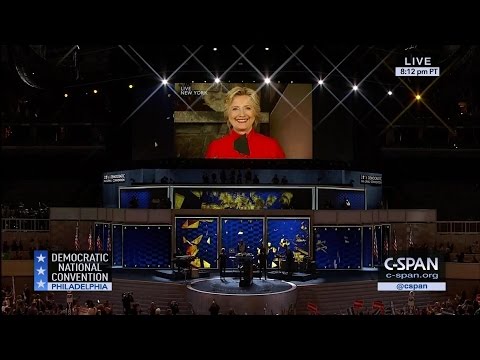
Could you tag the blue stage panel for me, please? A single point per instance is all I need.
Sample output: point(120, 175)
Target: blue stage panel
point(250, 230)
point(147, 246)
point(117, 250)
point(367, 249)
point(293, 233)
point(338, 247)
point(101, 237)
point(198, 236)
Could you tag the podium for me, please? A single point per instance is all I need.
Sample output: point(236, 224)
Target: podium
point(245, 263)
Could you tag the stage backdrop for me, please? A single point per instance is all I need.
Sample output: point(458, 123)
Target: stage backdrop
point(244, 198)
point(117, 239)
point(198, 236)
point(250, 230)
point(293, 233)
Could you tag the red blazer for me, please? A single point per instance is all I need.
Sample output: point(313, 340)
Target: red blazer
point(261, 147)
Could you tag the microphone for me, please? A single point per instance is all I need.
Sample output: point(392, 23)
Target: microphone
point(241, 145)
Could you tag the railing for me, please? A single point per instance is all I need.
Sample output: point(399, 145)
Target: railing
point(18, 224)
point(459, 227)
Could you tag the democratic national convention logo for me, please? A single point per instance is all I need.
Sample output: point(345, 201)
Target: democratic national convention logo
point(72, 271)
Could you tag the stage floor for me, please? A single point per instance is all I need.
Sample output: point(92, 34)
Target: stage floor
point(231, 286)
point(323, 276)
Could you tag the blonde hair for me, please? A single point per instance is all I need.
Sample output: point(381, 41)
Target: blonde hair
point(238, 91)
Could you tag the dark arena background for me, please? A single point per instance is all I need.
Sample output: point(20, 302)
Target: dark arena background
point(103, 148)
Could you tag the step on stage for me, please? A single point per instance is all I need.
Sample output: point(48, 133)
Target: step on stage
point(270, 296)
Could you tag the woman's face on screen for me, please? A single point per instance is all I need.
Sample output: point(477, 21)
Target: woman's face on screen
point(241, 114)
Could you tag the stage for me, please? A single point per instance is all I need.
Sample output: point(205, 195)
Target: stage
point(269, 296)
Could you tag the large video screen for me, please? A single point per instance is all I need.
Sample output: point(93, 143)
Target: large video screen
point(285, 116)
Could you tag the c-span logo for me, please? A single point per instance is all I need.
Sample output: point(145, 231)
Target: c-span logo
point(71, 271)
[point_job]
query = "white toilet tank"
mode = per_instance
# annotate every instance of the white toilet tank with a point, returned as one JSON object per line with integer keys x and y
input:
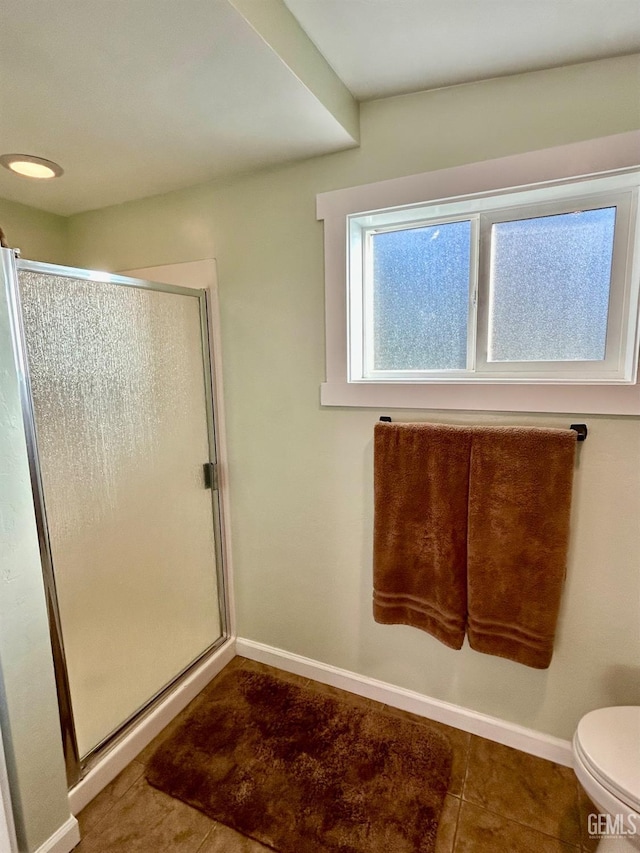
{"x": 607, "y": 763}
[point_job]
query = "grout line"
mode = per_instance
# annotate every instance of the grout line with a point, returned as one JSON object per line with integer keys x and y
{"x": 455, "y": 829}
{"x": 213, "y": 829}
{"x": 577, "y": 846}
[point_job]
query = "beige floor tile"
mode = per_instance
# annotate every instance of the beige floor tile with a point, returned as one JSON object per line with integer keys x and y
{"x": 147, "y": 821}
{"x": 103, "y": 803}
{"x": 222, "y": 839}
{"x": 447, "y": 825}
{"x": 458, "y": 739}
{"x": 481, "y": 831}
{"x": 534, "y": 792}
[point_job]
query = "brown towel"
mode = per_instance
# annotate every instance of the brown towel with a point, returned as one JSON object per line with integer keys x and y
{"x": 421, "y": 475}
{"x": 519, "y": 506}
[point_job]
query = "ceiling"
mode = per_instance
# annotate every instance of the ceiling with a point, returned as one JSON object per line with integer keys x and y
{"x": 381, "y": 48}
{"x": 139, "y": 97}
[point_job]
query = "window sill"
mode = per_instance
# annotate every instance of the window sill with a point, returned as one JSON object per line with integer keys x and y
{"x": 486, "y": 397}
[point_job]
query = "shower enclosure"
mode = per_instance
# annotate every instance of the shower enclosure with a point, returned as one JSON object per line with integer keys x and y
{"x": 118, "y": 410}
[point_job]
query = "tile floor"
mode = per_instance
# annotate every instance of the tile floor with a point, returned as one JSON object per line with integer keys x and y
{"x": 499, "y": 801}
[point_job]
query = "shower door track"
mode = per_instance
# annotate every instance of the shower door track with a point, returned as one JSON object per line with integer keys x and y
{"x": 76, "y": 765}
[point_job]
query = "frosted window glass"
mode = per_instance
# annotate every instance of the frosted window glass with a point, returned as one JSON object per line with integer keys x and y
{"x": 550, "y": 281}
{"x": 421, "y": 297}
{"x": 118, "y": 390}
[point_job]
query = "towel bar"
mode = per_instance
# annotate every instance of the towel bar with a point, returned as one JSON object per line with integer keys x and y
{"x": 581, "y": 429}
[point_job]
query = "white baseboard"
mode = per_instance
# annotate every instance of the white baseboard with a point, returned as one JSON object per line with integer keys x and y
{"x": 63, "y": 839}
{"x": 151, "y": 725}
{"x": 493, "y": 728}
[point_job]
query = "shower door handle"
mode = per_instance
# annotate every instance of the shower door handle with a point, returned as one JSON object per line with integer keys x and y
{"x": 210, "y": 470}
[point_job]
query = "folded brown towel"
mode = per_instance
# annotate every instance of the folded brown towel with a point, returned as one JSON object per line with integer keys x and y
{"x": 519, "y": 506}
{"x": 421, "y": 476}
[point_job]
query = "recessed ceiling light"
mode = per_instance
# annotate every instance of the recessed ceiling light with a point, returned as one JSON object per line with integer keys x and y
{"x": 31, "y": 167}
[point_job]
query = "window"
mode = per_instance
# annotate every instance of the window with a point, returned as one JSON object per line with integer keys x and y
{"x": 530, "y": 290}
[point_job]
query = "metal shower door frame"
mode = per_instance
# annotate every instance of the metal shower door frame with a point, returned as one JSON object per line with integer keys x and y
{"x": 10, "y": 264}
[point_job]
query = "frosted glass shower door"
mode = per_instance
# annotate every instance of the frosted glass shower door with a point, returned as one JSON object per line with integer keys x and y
{"x": 123, "y": 425}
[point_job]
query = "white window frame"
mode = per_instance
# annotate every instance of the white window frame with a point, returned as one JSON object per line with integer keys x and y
{"x": 605, "y": 170}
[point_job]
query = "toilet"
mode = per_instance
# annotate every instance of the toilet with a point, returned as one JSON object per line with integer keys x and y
{"x": 606, "y": 759}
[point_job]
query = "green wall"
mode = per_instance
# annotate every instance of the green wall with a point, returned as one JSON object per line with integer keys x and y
{"x": 301, "y": 482}
{"x": 40, "y": 236}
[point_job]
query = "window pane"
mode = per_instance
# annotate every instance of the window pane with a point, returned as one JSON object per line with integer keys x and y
{"x": 550, "y": 281}
{"x": 421, "y": 297}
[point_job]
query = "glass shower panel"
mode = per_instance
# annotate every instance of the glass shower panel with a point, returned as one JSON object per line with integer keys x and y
{"x": 118, "y": 386}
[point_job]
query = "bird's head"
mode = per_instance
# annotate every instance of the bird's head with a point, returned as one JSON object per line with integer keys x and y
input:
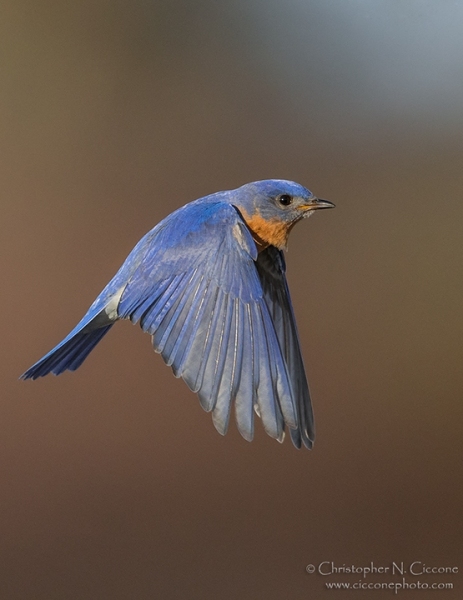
{"x": 272, "y": 207}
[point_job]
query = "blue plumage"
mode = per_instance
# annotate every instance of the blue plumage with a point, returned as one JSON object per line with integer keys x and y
{"x": 208, "y": 284}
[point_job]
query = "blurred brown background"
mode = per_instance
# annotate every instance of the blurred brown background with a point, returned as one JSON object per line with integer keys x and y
{"x": 114, "y": 483}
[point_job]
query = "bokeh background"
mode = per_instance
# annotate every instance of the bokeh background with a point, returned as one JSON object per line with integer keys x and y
{"x": 114, "y": 483}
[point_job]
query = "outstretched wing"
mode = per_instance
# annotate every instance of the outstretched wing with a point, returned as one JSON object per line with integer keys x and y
{"x": 197, "y": 291}
{"x": 271, "y": 268}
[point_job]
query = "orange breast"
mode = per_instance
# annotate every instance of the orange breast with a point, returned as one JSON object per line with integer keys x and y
{"x": 267, "y": 232}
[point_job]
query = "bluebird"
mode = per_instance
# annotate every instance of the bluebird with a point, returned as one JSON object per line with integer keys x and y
{"x": 208, "y": 284}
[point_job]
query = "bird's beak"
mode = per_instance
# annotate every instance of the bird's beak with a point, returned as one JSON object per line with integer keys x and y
{"x": 315, "y": 204}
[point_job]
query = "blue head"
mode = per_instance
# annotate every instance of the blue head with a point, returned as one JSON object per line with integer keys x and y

• **Exercise prompt**
What you give back should be exactly the lines from the top of the data above down to and including the line with "Could you tag the microphone", minus any pictures.

• **Response to the task**
Could you tag the blue stage panel for me, please? A single point per instance is all I need.
Sample output: point(120, 175)
Target: blue stage panel
point(250, 230)
point(147, 246)
point(117, 250)
point(367, 249)
point(293, 233)
point(338, 247)
point(101, 237)
point(198, 236)
Could you tag the podium for me, please? A single point per instance is all I need.
Sample output: point(236, 224)
Target: podium
point(245, 263)
Could you tag the stage backdrop for me, please? A single point per instance is all I need.
Sample output: point(458, 123)
Target: stage backdrop
point(244, 198)
point(117, 239)
point(198, 236)
point(250, 230)
point(293, 233)
Could you tag the red blazer for me, please? A single point per instance is all I need.
Sample output: point(313, 340)
Target: red blazer
point(261, 147)
Could you tag the microphone for me, please? A single point per instance is all I need.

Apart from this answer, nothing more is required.